§ **Complete the following**
1) Using the post about WCF newlines below, answer these:
(a) Which version of .NET Framework does the service run on?
(b) What is the extension method that replaces the line endings called?
(c) In which two tools does the poster see the newlines shown as CR LF?
2) Return the stretch of the post about WCF newlines below from "[DataMember(IsRequired = true, Order" through "if (string.IsNullOrEmpty(source))", word for word.
3) Say whether each statement agrees with the post about WCF newlines below. Answer yes or no, and quote the words that decide it.
(a) The client applications can be recoded.
(b) Manually serializing with DataContractSerializer kept the LF without a CR.
(c) The Address property is marked with IsRequired = false.

§ **Selected text**
0

Background

If I read the W3 spec https://www.w3.org/TR/REC-xml/#sec-line-ends correctly, it is not valid to return CR LF (\r\n) or just CR inside an XML element value (i.e. to represent a newline). It must be just LF.

There are some references to the DataContractSerializer "handling this automatically", and I can see that what it does is a replacement as follows: \r\n => 
\n (i.e. the CR has been escaped to its character entity, leaving only the LF).

However, if my WCF service response (WCF uses DataContractSerializer) serialises a string containing CRLF to 
\n as above, some (non Windows) client applications (not in my control) fail to deserialise the XML because "it is not valid XML" (their claim). They claim that \n is valid but not 
\n.

Whether or not it really is valid XML is not the issue - the clients cannot be recoded, but the service can, so I need to do something on the service side to convert \r\n => \n.

My issue - if I manually remove CR, WCF service response seems to put it back in!

So in the class that is serialised to make the response to a WCF method call, I did a simple replace within strings, as follows using an extension method:

[DataMember(IsRequired = true, Order = 3)]
public string Address
{
    get { return Data.Address.MakeXmlSafe(); }
    internal set { }
}

public static string MakeXmlSafe(this string source)
{
    if (string.IsNullOrEmpty(source))
        return source;

    // In XML it is not valid to return CR LF (\r\n) or just CR (\r) as a newline. It must be just LF (\n).
    return source.Replace("\r\n", "\n").Replace("\r", "\n");
}

(FYI, the service is .NET Framework 4.6)

Debugging the service, I can see the replacement being made correctly. HOWEVER, if I check the response in a tool such as SOAPUI, or WCF Service Trace Viewer Tool (SvcTraceViewer.exe) the newlines are represented as CR LF (\r\n).

For sanity, I also tested that manually serialising with DataContractSerializer preserves the LF with no CR, and it does: Locals

I don't know if the tools (being Windows applications) are automatically replacing LF with CR LF, in order to render it. Or is WCF doing a replacement after DataContractSerializer? If so, what can I do to guarantee the conversion \r\n => \n (and not \r\n => 
\n)?

Collection entries:

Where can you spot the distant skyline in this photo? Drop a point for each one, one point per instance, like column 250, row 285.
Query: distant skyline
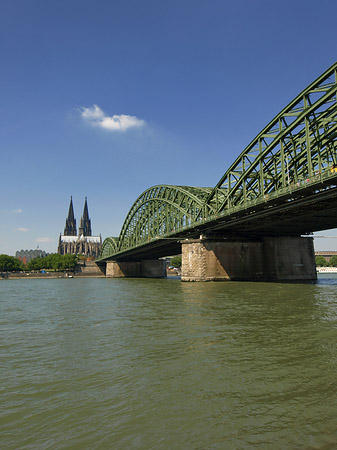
column 104, row 99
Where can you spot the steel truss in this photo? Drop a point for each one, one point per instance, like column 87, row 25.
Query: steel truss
column 296, row 149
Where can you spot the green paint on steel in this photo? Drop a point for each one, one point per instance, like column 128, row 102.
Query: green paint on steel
column 298, row 145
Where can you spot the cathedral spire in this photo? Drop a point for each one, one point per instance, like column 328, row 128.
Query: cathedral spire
column 85, row 224
column 70, row 228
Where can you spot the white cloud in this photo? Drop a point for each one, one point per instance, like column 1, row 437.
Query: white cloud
column 96, row 117
column 45, row 239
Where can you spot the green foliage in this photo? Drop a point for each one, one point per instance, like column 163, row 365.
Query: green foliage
column 10, row 264
column 176, row 261
column 321, row 261
column 53, row 262
column 333, row 261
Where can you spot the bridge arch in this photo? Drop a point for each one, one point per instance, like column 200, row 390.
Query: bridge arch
column 298, row 148
column 297, row 145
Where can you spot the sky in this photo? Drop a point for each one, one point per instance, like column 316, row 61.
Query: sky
column 104, row 99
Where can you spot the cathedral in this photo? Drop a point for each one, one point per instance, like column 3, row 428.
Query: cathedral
column 82, row 243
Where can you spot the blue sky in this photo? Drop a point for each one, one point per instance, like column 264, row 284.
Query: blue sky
column 105, row 99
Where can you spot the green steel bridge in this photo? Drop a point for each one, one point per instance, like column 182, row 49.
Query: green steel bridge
column 284, row 183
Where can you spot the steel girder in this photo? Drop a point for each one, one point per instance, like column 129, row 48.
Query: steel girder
column 298, row 144
column 109, row 247
column 295, row 150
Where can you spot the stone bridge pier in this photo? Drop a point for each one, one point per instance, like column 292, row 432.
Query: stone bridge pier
column 268, row 259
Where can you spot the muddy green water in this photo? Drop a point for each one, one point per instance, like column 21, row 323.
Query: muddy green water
column 164, row 365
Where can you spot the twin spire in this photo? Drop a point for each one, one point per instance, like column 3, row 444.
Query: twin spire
column 85, row 223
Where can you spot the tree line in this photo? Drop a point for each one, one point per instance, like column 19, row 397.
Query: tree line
column 51, row 262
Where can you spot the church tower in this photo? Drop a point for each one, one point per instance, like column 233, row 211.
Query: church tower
column 70, row 228
column 84, row 243
column 85, row 223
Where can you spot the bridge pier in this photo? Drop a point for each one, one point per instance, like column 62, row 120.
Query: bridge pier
column 269, row 259
column 154, row 268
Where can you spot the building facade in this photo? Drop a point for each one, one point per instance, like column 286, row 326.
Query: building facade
column 83, row 243
column 27, row 255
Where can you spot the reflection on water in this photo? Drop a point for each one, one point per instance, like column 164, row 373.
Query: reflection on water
column 159, row 364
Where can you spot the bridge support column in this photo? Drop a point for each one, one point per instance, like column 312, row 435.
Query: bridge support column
column 147, row 268
column 270, row 259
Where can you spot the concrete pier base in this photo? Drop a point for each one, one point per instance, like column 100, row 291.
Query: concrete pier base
column 269, row 259
column 154, row 268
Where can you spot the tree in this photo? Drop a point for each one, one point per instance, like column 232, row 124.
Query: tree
column 321, row 261
column 333, row 261
column 176, row 261
column 10, row 264
column 53, row 262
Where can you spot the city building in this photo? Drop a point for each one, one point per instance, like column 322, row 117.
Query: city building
column 27, row 255
column 81, row 243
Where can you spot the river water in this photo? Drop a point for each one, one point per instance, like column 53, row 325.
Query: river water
column 144, row 364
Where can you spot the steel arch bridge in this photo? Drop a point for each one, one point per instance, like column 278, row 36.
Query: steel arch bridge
column 284, row 182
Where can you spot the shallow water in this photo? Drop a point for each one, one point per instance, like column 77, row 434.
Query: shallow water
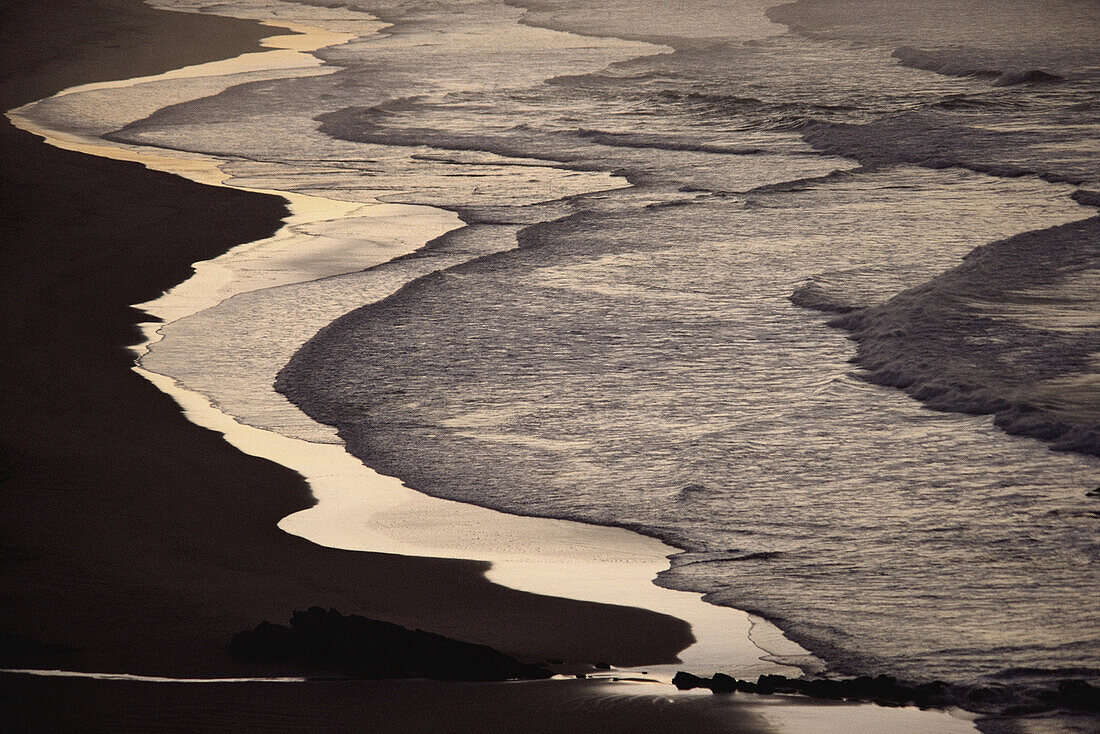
column 631, row 355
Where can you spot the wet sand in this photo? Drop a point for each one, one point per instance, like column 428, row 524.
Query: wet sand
column 132, row 538
column 134, row 541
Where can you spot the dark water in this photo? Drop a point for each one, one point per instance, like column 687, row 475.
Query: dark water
column 660, row 355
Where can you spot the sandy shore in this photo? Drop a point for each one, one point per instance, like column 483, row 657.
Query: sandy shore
column 136, row 541
column 121, row 545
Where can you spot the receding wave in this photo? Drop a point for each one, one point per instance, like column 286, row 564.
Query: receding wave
column 947, row 62
column 985, row 339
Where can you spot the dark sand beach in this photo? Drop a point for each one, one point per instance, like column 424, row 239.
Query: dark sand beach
column 134, row 541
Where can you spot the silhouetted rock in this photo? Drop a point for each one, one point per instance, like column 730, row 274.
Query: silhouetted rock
column 369, row 648
column 1069, row 694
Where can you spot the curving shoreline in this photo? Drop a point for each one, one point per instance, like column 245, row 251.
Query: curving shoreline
column 120, row 581
column 652, row 635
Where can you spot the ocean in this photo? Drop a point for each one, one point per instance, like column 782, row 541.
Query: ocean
column 811, row 292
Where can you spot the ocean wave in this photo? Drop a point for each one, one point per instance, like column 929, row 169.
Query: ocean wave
column 926, row 139
column 935, row 344
column 662, row 142
column 948, row 63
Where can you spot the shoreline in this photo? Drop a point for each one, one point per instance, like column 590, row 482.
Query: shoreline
column 614, row 616
column 120, row 582
column 552, row 557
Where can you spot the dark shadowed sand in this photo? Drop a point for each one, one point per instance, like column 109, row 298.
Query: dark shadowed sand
column 132, row 540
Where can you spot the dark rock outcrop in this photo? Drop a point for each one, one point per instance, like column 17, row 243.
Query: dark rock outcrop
column 886, row 690
column 319, row 639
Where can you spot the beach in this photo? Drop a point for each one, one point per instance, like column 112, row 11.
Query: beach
column 140, row 558
column 144, row 527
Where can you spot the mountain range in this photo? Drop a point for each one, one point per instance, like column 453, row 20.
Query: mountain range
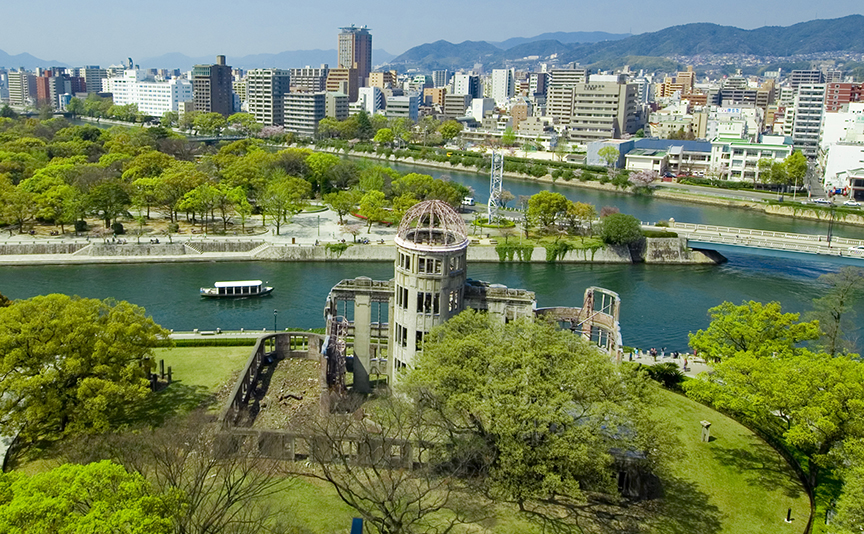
column 176, row 60
column 593, row 49
column 843, row 34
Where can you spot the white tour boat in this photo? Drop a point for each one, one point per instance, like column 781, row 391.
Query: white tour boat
column 236, row 289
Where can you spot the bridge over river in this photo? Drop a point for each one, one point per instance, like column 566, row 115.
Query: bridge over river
column 766, row 239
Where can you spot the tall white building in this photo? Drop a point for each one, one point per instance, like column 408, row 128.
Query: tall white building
column 809, row 107
column 467, row 84
column 153, row 97
column 503, row 85
column 265, row 95
column 370, row 99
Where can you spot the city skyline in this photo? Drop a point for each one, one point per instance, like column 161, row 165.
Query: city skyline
column 127, row 30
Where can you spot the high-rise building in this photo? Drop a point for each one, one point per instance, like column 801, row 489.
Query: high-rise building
column 503, row 85
column 440, row 78
column 212, row 88
column 809, row 106
column 93, row 76
column 303, row 112
column 152, row 97
column 343, row 81
column 355, row 52
column 467, row 84
column 22, row 87
column 265, row 95
column 310, row 80
column 596, row 110
column 336, row 106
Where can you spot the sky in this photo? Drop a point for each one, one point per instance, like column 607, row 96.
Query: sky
column 108, row 31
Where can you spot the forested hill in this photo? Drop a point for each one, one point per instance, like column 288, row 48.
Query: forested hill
column 843, row 34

§ **Task responses**
1)
(a) .NET Framework 4.6
(b) MakeXmlSafe
(c) SOAPUI and the WCF Service Trace Viewer Tool (SvcTraceViewer.exe)

2)
[DataMember(IsRequired = true, Order = 3)]
public string Address
{
    get { return Data.Address.MakeXmlSafe(); }
    internal set { }
}

public static string MakeXmlSafe(this string source)
{
    if (string.IsNullOrEmpty(source))

3)
(a) No: "the clients cannot be recoded, but the service can"
(b) Yes: "manually serialising with DataContractSerializer preserves the LF with no CR, and it does"
(c) No: "[DataMember(IsRequired = true, Order = 3)]"